Problème à résoudre | Indiquez, d'après le texte ci-dessous sur les finances du département des Ardennes, ce que représentent en 2023 les mineurs non accompagnés (MNA) pour ce département.

Extrait du texte |
──────────────────────────────
Les hausses les plus importantes

Le conseil départemental des Ardennes a bien sûr chiffré très clairement les plus importantes augmentations. Et elles apparaissent, dès 2023, au niveau des salaires des salariés du médico-social. Le Ségur de la santé a permis une revalorisation des salaires, imputés au département. Pour exemple, l'impact du Ségur médico-social entre 2022 et 2023 équivaut à une augmentation de plus d'un million. Tout comme le Segur des personnels de la fonction publique territoriale et hospitalière entraîne une hausse budgétaire de 663 000 euros. La loi Taquet revalorise aussi les salaires des assistants familiaux, c'est près de 700 000 euros à trouver. Quant à la hausse de 4% du RSA, revenu de solidarité active, il double de budget et atteint 2,4 millions d'euros. Et pour 2024, la hausse continue.

Il faut qu’il y ait une réforme profonde de tout ce système de péréquations et de dotations parce que nous sommes financièrement étranglés par l’ensemble des dispositifs qui sont pris par l’Etat et qui nous sont imposés.

Noël Bougeois, président du conseil départemental des Ardennes

Réunis à Stransbourg pendant trois jours lors du congrès des élus des départements de France, les conseillers départementaux n'ont rien appris, ou presque, du discours de clôture de la Première Ministre, Elisabeth Borne.

Le gouvernement est-il vraiment sensible aux alertes des élus, comme à celles de Noël Bourgeois président du département des Ardennes ? "On se le demande, dit-il. En tout cas, il n’y a pas grand chose qui bouge. Les annonces faites par la Première Ministre sont loin d’être à la hauteur. 52 millions pour un fond de sauvegarde pour une quinzaine de départements c’est très nettement insuffisant. Ce qui a été annoncé pour les mineurs non accompagnés (MNA), 100 millions d’euros pour l’ensemble des départements, on est extrêmement loin du compte. Pour nous en 2023, les MNA c’est 3,3 millions d’euros, avec une dotation de l’Etat de 157 000 euros. Donc on voit bien que le compte n’y est pas et ce ne sont pas les annonces faites à Strasbourg par la Première Ministre qui vont venir arranger la situation. Nous n’avons plus aucune autonomie financière. On ne lève plus l’impôt. Nous sommes aujourd’hui sous dotations complètes de l’Etat. Ce qu’il faut c’est qu’il y ait une réforme profonde de tout ce système de péréquations et de dotations parce que nous sommes financièrement étranglés par l’ensemble des dispositifs qui sont pris par l’Etat et qui nous sont imposés".
──────────────────────────────
Données extraites |
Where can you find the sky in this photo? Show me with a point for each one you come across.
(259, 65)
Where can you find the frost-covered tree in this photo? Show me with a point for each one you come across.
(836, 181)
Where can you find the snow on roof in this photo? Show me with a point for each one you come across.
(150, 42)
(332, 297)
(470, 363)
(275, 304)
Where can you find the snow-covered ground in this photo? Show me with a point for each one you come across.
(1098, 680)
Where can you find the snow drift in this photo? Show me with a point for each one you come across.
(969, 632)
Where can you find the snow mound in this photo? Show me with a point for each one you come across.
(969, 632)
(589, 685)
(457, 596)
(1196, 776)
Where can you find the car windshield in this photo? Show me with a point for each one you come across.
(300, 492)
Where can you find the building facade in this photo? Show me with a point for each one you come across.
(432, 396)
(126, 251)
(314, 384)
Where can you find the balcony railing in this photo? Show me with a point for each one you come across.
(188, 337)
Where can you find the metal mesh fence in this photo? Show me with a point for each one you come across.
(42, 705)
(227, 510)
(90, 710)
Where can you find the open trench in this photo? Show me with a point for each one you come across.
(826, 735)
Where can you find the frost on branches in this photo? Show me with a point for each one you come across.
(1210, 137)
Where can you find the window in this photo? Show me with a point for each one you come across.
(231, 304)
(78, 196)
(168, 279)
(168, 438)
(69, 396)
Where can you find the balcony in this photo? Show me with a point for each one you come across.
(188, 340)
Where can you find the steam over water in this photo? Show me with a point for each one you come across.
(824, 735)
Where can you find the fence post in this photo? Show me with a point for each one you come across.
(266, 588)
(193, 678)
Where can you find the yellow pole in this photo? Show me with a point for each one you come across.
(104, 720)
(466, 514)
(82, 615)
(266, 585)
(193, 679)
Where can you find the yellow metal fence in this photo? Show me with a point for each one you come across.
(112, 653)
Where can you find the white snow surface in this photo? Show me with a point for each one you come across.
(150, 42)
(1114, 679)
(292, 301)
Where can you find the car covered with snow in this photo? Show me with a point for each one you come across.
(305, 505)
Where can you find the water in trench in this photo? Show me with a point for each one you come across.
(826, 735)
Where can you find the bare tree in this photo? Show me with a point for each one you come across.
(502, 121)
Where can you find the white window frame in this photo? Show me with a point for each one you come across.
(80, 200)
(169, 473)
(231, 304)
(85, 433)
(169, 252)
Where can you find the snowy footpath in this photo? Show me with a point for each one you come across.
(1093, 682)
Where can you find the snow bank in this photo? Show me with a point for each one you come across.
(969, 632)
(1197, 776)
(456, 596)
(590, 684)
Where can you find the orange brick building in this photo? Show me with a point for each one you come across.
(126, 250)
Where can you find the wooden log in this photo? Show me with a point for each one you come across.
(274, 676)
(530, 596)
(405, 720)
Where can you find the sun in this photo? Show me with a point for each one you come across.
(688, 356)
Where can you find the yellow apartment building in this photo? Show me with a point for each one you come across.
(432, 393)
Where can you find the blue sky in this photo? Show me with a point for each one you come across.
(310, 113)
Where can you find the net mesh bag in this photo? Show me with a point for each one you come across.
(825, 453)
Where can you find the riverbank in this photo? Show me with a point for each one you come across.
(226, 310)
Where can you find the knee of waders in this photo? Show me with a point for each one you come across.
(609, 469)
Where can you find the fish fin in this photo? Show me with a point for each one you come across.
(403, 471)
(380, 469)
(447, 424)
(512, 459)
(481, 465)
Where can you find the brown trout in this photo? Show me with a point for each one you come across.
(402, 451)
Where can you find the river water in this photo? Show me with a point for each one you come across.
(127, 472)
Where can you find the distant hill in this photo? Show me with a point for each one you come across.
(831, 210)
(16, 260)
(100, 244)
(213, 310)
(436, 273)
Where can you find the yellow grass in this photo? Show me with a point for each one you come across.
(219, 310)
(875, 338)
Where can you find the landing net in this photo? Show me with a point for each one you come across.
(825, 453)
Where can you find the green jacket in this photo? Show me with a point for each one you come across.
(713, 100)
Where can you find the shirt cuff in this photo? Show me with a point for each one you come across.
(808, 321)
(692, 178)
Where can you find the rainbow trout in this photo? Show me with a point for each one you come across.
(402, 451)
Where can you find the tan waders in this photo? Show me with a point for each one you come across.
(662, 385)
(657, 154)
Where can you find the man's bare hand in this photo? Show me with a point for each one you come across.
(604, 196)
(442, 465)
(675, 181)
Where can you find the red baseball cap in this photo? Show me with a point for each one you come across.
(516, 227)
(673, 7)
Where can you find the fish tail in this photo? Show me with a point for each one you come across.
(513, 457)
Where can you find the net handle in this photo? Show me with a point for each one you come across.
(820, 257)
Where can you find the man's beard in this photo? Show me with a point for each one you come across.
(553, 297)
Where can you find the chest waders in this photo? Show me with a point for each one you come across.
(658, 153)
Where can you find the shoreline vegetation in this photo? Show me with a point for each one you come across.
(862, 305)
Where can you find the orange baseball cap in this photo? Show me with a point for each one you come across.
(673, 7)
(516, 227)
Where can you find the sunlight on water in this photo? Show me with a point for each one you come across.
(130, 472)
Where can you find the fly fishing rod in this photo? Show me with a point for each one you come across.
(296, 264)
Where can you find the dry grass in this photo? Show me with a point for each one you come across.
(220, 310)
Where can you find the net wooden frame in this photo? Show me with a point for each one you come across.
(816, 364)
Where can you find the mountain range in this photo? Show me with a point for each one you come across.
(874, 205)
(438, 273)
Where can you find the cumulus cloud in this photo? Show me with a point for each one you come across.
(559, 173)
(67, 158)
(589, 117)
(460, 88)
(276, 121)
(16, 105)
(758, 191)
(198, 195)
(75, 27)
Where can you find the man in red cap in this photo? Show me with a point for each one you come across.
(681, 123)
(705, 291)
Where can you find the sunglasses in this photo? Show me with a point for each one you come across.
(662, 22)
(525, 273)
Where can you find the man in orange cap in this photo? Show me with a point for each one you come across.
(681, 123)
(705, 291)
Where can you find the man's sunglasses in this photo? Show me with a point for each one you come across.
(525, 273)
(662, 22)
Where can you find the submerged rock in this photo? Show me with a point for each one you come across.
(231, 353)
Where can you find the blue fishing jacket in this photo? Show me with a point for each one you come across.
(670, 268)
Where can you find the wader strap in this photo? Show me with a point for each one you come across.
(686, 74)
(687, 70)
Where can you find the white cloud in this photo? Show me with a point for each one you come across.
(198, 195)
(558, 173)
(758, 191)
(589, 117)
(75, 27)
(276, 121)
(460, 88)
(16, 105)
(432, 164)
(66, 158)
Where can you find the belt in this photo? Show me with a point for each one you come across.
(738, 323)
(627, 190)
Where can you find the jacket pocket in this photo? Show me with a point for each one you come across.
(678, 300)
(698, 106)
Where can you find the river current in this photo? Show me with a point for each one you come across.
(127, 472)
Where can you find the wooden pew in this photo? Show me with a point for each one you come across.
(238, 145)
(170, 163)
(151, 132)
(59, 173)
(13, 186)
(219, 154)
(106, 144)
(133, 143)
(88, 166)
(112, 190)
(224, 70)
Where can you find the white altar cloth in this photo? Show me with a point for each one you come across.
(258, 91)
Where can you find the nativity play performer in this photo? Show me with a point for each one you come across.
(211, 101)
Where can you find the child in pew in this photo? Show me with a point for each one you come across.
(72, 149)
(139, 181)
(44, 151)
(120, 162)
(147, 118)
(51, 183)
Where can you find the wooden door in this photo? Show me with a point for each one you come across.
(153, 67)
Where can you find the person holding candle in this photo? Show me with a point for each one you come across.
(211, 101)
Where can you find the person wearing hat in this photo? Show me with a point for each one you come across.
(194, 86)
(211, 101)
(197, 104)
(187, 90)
──────────────────────────────
Réponse | 3,3 millions d'euros.